## MATERIAL FOR THIS TASK
⁂

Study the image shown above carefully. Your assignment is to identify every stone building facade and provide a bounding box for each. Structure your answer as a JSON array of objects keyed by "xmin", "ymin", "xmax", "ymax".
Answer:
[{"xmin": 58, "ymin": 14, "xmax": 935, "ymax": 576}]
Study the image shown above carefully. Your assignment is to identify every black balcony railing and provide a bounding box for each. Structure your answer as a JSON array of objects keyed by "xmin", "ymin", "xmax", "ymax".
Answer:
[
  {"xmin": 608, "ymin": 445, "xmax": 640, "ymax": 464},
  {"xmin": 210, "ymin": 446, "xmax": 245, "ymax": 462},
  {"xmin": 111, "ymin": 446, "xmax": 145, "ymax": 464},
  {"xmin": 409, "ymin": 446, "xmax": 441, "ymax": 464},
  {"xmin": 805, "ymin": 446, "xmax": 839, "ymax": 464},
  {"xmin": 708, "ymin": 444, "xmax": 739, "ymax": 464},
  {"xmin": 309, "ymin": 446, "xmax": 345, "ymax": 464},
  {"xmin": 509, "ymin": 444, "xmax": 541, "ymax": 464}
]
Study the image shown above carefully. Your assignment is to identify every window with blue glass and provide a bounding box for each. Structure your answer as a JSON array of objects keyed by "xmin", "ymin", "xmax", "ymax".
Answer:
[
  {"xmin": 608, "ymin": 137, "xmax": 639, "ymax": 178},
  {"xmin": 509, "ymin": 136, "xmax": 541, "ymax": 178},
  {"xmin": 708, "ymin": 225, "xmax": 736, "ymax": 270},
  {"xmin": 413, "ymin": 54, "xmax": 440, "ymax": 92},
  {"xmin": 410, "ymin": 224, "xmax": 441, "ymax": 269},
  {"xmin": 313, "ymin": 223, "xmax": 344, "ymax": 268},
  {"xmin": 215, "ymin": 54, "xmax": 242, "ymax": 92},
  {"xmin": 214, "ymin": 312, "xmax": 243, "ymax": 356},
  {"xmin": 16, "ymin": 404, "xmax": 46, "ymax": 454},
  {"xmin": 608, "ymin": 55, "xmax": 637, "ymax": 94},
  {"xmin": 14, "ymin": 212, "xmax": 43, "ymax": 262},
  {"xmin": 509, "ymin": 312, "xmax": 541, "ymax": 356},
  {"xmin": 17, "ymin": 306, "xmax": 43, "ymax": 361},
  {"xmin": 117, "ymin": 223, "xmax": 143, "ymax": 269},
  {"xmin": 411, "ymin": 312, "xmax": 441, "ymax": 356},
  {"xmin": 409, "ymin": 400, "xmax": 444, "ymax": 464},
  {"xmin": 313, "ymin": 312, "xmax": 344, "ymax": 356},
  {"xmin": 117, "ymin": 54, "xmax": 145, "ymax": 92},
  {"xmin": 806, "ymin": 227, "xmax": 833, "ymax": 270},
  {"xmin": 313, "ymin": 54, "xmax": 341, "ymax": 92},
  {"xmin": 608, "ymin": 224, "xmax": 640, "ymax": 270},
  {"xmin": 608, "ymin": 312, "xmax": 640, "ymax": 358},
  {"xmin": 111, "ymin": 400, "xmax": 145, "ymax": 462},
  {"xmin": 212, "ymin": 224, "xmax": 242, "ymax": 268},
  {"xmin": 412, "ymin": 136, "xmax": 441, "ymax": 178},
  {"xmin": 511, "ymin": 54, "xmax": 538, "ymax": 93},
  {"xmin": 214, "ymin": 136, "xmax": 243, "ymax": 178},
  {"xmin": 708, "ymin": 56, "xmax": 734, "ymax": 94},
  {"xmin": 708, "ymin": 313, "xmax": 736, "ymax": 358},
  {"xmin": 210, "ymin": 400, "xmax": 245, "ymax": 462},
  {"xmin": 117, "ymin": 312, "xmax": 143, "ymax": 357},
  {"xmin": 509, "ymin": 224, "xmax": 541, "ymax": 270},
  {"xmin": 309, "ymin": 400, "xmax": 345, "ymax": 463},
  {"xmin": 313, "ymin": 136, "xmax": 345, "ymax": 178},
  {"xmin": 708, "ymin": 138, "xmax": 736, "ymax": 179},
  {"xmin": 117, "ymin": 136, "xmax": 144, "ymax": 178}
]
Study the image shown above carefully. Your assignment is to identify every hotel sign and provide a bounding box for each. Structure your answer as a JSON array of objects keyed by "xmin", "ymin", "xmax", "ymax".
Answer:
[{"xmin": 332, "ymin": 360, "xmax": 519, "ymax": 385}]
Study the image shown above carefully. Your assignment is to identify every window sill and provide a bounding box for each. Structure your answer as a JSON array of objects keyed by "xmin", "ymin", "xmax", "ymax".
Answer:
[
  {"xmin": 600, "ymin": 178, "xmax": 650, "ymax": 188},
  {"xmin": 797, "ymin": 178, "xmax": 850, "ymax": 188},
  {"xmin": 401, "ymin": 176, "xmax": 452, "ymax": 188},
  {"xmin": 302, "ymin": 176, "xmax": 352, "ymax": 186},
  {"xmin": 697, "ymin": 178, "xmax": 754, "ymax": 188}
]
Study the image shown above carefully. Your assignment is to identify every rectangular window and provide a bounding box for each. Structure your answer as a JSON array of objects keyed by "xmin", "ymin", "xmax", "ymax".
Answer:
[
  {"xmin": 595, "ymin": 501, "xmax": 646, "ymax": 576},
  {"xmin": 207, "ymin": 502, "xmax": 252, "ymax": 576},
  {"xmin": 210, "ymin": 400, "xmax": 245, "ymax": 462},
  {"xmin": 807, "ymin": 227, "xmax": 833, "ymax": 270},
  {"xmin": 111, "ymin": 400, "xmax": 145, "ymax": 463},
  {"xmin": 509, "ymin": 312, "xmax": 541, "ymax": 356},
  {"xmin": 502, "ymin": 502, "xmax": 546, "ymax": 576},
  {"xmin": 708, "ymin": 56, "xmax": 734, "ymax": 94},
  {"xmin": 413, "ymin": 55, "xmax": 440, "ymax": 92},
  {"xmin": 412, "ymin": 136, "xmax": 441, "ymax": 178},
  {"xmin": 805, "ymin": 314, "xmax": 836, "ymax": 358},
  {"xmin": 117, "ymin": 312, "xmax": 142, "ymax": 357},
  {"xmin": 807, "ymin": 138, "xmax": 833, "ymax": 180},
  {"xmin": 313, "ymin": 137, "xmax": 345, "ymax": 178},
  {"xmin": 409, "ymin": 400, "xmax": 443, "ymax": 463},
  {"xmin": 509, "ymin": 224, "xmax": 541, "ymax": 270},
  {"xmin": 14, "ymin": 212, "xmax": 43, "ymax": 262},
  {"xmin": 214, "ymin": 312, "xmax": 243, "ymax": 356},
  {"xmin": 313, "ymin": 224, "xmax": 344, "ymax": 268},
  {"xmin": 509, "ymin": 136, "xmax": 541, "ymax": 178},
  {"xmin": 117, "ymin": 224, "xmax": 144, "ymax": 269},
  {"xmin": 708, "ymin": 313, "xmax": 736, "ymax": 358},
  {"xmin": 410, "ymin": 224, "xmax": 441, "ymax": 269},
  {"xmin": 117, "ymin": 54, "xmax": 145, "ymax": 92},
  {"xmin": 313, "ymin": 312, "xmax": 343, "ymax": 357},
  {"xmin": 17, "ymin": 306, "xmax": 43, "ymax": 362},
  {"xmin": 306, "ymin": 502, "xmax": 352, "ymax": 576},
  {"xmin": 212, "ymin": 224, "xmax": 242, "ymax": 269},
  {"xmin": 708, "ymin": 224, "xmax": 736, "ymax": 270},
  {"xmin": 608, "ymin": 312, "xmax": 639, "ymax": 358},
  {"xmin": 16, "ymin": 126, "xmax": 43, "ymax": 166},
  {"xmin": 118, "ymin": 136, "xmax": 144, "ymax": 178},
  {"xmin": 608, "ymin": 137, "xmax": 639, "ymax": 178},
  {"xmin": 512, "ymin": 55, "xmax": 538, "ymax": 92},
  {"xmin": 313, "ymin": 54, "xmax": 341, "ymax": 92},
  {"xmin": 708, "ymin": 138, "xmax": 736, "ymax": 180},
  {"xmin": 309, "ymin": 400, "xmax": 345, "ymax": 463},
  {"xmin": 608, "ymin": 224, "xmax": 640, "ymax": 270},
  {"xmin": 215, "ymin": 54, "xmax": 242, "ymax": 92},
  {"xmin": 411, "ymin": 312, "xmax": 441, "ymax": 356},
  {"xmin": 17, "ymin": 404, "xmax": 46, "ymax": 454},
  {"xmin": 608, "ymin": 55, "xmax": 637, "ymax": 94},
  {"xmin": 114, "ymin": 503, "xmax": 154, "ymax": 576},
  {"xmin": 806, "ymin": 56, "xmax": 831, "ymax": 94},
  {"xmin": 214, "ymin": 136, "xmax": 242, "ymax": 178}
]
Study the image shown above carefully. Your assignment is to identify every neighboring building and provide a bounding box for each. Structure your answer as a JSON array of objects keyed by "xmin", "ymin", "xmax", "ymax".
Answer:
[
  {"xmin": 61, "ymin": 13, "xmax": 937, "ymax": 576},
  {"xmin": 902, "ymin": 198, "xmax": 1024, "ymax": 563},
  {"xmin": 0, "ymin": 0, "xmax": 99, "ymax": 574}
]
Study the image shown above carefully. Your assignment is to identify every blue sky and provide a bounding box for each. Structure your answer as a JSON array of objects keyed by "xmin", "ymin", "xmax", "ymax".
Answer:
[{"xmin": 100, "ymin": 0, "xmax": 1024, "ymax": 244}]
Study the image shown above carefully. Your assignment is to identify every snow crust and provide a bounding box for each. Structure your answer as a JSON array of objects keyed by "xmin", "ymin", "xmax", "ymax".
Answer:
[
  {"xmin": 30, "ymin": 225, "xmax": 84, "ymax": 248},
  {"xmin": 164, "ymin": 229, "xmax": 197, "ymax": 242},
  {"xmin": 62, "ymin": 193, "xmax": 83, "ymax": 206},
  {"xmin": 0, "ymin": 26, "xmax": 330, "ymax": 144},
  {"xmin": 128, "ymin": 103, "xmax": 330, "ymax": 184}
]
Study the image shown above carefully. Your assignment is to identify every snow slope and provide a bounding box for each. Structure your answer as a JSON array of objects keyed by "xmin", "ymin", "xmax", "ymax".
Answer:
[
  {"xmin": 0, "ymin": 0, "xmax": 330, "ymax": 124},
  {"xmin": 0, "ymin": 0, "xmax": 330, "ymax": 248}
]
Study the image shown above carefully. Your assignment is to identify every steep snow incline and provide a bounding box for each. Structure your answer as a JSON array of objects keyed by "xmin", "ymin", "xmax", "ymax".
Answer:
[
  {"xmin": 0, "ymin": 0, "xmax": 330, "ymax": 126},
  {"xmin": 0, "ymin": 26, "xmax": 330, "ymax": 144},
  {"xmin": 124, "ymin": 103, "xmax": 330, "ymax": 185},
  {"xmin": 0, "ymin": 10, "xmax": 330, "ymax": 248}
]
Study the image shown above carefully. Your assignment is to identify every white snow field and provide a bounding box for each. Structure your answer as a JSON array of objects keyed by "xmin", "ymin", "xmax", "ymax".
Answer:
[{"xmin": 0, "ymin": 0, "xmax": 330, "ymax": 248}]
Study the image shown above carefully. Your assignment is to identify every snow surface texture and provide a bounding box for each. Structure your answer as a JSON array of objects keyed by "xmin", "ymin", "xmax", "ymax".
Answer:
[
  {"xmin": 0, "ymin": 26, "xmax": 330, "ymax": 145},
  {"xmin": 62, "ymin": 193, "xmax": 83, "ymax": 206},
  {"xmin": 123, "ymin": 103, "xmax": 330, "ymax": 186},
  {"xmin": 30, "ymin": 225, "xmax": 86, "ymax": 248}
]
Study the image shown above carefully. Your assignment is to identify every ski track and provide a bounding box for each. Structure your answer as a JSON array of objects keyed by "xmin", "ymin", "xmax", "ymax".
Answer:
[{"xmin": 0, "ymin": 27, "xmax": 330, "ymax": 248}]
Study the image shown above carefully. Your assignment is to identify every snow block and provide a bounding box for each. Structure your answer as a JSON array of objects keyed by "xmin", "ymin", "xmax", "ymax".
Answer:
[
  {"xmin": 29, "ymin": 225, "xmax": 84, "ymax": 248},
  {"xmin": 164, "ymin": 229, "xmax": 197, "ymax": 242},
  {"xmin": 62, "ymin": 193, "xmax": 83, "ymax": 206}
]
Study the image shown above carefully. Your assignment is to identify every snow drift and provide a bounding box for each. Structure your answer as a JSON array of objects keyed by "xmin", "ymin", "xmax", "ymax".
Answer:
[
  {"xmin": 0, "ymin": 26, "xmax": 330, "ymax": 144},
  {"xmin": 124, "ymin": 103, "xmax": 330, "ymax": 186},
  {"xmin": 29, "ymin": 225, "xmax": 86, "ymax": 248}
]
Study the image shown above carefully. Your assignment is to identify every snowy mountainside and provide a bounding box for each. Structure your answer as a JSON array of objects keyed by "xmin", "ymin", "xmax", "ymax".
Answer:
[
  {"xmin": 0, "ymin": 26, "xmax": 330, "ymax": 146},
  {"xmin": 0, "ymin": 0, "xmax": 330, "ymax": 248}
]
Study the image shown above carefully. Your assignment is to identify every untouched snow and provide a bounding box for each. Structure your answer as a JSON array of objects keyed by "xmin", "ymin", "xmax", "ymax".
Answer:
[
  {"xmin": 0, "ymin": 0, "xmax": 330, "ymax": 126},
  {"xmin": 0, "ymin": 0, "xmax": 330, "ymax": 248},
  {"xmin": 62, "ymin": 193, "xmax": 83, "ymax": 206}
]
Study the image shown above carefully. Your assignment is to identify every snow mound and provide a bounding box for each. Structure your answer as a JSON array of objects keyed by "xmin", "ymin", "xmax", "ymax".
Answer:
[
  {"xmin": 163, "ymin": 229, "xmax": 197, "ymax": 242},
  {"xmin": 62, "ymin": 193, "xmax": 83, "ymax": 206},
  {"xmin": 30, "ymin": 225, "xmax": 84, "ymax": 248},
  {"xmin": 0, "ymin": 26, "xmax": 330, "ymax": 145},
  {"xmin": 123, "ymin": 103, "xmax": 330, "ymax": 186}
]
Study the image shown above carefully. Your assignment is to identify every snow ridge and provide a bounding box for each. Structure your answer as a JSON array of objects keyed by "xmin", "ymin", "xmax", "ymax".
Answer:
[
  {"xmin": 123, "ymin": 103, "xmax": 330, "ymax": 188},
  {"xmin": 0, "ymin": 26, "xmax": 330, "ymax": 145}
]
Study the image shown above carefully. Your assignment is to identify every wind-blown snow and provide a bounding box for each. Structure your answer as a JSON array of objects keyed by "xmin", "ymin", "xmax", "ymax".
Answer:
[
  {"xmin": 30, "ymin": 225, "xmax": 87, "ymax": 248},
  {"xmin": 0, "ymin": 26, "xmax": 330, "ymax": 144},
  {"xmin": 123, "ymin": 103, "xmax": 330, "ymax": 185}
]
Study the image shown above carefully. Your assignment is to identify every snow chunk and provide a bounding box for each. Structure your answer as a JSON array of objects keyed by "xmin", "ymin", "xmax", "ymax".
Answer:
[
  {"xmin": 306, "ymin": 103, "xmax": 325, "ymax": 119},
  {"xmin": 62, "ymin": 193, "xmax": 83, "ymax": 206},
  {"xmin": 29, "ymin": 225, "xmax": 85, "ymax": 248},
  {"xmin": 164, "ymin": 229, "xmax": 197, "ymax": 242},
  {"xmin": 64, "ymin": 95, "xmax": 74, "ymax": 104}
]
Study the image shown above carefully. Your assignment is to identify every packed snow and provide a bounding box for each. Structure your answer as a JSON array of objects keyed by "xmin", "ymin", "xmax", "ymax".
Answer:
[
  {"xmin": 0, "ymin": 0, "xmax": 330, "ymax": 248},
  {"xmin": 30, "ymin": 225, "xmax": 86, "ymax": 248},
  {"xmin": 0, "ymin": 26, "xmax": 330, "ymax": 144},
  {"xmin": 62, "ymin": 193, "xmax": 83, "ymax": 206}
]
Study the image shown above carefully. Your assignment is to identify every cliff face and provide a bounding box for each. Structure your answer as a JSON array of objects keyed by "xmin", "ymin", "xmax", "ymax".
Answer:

⁂

## PROBLEM TO SOLVE
Rewrite the entries from the line containing "every snow chunk" through the end of the entries, changing "cliff face" to "rock wall" and leaving everything else unchanged.

## COMPLETED TASK
Study the image shown above carefully. Your assignment is to identify every snow chunk and provide a bounding box for each. Structure your answer as a JSON array of objects keyed by "xmin", "ymin", "xmax", "ymax".
Answer:
[
  {"xmin": 306, "ymin": 103, "xmax": 325, "ymax": 119},
  {"xmin": 62, "ymin": 193, "xmax": 83, "ymax": 206},
  {"xmin": 29, "ymin": 225, "xmax": 85, "ymax": 248},
  {"xmin": 164, "ymin": 229, "xmax": 197, "ymax": 242},
  {"xmin": 64, "ymin": 95, "xmax": 74, "ymax": 104}
]
Study the image shown above carefully. Your assignment is to identify every packed snow and provide a bounding box for each. Structure your answer as a JSON array of objects keyed by "xmin", "ymin", "xmax", "ymax".
Answer:
[
  {"xmin": 0, "ymin": 0, "xmax": 330, "ymax": 248},
  {"xmin": 30, "ymin": 225, "xmax": 86, "ymax": 248},
  {"xmin": 0, "ymin": 26, "xmax": 330, "ymax": 144},
  {"xmin": 62, "ymin": 193, "xmax": 83, "ymax": 206}
]
Study the image shown above carefully. Your assignment is to identify every rock wall and provide a bounding box for each. Structure your answer as a JSON array of objects keyed by "xmin", "ymin", "xmax", "ymax".
Answer:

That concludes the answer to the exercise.